- DEINE AUFGABEN:
**1.** Welche Ansichten des Landgerichts hält die Klägerin laut dem zitierten Auszug für falsch? Nenne alle.
**2.** Wann ging laut dem zitierten Auszug der Schriftsatz der Klägerin beim Brandenburgischen Oberlandesgericht ein?

- ZITIERTER AUSZUG:
Gegen diesen Beschluss hat die Klägerin mit einem am 02.03.2022 beim Brandenburgischen Oberlandesgericht eingegangenen Schriftsatz sofortige Beschwerde eingelegt, mit der sie sich unter Wiederholung und Vertiefung ihres bisherigen Vorbringens gegen die Aussetzung wendet. Sie macht geltend, das Landgericht habe das ihm zustehende Ermessen fehlerhaft ausgeübt. Die Annahme, dass die im Rahmen des Strafverfahrens zu erzielenden Erkenntnismöglichkeiten für das Zivilverfahren besser seien, sei unzutreffend, da die wesentlichen Erkenntnisse aus den strafrechtlichen Ermittlungen bereits in das zivilgerichtliche Verfahren hätten einfließen können. Zudem werde es bei der strafrechtlichen Bewertung des Sachverhalts teilweise auf andere Umstände als im Zivilprozess ankommen. Zivilrechtlich gehe es um den Ersatz des Schadens, der ihr entstanden sei, und der darin liege, was sie ohne die Korruption bei Beauftragung eines vergleichbaren Marktteilnehmers aufgewendet hätte, was im Strafverfahren jedoch nicht ermittelt werde. Die Annahme des Landgerichts, durch die Aussetzung könnten widersprechende Entscheidungen vermieden werden, gehe daher fehl. Zudem umfasse das Ermittlungsverfahren nicht nur das strafbare Verhalten des Beklagten zu 3, sondern erstrecke sich darüber hinaus auf weitere Vertragsbeziehungen, die nicht Gegenstand der Klage seien. Den Beklagten sei es auch aufgrund eigener Erkenntnisse und erfolgter Akteneinsicht möglich und zumutbar, auf die Klage zu erwidern. Soweit das Landgericht meine, ihr sei die zu erwartende Verzögerung zuzumuten, verkenne es, dass sich durch die Aussetzung der inhaltliche Eintritt in das Zivilverfahren hinauszögere, so dass sich der ohnehin nicht zu erwartende kurzfristige Abschluss noch weiter verschiebe. Mit den damit verbundenen erheblichen Risiken und Nachteilen habe sich das Landgericht in seiner Ermessensentscheidung nicht auseinander gesetzt. Durch die Aussetzung werde es ihr erheblich erschwert, wenn nicht sogar unmöglich gemacht, ihre erheblichen Schadensersatzansprüche im Ergebnis auch durchzusetzen.

- BEREITGESTELLTE DATEN:

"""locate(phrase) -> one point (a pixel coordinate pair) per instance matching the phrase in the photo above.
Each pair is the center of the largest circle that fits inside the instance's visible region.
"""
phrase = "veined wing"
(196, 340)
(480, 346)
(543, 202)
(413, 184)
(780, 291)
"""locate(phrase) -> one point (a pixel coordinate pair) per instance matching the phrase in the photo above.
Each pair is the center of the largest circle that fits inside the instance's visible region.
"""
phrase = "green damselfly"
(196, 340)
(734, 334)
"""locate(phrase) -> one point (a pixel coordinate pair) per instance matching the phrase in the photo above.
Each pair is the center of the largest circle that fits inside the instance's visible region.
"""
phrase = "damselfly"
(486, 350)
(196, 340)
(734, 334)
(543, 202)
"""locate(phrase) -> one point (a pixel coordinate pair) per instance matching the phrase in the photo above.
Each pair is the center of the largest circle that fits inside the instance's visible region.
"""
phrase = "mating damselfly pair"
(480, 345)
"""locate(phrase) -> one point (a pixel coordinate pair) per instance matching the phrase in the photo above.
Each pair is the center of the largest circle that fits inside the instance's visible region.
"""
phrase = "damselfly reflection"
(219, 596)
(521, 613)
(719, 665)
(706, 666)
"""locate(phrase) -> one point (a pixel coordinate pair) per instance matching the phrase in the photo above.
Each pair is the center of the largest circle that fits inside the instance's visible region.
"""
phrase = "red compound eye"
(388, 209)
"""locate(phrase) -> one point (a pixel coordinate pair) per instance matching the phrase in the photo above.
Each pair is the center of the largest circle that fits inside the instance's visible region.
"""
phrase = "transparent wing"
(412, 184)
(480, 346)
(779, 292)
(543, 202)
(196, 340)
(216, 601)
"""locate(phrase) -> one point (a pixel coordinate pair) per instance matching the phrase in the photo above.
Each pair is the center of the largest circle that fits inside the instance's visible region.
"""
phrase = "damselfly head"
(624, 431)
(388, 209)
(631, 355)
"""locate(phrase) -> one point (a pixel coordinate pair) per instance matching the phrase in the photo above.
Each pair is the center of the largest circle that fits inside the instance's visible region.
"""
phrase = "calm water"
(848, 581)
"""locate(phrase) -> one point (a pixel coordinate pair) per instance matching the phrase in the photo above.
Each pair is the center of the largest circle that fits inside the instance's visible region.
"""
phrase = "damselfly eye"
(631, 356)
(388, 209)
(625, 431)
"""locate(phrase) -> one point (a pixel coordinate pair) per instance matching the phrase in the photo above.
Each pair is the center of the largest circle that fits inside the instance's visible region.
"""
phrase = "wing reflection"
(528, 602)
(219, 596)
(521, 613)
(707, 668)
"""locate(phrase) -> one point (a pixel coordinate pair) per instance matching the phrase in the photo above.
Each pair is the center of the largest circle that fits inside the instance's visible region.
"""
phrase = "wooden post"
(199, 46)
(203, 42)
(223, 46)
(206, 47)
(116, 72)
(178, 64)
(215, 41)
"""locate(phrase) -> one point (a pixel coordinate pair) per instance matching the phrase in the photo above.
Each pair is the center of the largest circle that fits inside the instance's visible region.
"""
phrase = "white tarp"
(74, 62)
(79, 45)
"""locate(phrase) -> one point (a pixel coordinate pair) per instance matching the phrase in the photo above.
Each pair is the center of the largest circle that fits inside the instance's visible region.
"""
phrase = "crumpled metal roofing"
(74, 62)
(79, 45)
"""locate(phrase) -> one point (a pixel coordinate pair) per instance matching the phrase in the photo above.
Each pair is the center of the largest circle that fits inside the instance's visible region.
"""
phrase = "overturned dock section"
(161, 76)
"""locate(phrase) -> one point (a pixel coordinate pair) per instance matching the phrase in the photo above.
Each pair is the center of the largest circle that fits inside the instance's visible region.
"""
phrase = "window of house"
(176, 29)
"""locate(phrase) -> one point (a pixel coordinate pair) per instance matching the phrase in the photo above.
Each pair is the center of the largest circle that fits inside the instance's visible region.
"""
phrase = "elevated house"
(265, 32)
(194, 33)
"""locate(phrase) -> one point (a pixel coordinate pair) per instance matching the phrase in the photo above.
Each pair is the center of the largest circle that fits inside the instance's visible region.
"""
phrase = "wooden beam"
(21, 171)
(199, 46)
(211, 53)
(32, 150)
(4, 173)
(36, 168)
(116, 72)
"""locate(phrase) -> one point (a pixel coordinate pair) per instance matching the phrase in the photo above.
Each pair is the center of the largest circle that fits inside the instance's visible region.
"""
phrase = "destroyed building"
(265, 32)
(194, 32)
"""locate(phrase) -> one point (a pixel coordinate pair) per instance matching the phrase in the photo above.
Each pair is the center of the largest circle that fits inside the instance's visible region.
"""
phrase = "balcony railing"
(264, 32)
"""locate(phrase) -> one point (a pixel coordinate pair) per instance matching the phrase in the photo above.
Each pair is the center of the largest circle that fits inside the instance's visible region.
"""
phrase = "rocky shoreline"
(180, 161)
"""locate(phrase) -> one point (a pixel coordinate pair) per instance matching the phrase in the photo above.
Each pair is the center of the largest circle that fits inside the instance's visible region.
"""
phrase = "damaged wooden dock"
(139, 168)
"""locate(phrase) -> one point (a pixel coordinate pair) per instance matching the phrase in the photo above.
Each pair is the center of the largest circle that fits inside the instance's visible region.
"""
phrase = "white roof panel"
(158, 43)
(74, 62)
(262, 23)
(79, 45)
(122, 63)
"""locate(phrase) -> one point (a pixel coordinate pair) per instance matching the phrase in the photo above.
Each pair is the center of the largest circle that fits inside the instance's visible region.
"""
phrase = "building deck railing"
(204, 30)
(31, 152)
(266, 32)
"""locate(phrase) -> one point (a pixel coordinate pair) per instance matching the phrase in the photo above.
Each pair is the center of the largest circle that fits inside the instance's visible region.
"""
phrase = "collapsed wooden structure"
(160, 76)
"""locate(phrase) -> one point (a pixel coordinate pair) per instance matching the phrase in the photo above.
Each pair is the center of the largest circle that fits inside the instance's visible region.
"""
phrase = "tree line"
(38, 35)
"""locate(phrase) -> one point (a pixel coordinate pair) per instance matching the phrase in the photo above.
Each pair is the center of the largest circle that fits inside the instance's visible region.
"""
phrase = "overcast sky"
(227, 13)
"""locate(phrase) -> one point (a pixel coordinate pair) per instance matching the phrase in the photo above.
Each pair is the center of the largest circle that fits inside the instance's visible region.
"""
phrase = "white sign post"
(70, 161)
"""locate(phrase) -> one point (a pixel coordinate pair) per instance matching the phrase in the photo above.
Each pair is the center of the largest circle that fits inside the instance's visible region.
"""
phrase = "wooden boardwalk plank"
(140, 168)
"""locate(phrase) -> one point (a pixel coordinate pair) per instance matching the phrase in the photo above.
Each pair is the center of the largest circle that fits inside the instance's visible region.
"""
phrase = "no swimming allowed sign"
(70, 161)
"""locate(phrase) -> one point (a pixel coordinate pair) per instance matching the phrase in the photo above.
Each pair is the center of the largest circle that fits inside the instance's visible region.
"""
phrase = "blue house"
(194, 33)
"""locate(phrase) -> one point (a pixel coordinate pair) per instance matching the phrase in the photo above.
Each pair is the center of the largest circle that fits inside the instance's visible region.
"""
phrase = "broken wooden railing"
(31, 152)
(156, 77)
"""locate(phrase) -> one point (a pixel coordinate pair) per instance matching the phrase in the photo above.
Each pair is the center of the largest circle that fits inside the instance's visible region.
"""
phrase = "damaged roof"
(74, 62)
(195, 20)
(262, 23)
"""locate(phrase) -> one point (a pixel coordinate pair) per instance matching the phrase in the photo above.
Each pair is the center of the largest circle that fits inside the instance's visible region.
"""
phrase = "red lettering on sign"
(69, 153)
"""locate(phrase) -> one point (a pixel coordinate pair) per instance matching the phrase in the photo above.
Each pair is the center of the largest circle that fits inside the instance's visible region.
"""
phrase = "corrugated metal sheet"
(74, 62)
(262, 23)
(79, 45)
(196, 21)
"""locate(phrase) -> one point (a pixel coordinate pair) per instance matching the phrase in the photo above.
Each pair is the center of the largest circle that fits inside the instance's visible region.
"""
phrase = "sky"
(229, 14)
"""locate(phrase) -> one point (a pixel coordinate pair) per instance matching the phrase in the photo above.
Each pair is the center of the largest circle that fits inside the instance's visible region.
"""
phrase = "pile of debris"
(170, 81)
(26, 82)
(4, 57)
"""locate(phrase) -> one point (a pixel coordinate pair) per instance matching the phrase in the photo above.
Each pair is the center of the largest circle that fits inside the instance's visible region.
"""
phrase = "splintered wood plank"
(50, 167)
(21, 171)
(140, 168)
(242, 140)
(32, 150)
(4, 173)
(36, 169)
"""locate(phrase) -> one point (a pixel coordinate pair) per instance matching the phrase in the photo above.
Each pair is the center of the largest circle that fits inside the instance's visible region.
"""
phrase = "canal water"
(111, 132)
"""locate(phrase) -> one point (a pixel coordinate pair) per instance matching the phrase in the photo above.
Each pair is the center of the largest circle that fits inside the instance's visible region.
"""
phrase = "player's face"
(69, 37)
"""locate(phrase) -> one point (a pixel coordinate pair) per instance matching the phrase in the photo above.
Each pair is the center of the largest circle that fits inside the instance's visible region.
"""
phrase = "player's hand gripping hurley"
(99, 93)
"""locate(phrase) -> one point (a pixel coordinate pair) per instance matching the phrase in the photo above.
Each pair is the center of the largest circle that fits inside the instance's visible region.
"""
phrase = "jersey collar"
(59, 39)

- LÖSUNGEN JE AUFGABE:
**1.**
- Die Erkenntnismöglichkeiten aus dem Strafverfahren seien für das Zivilverfahren besser.
- Durch die Aussetzung könnten widersprechende Entscheidungen vermieden werden.
- Der Klägerin sei die zu erwartende Verzögerung zuzumuten.

**2.** Am 02.03.2022.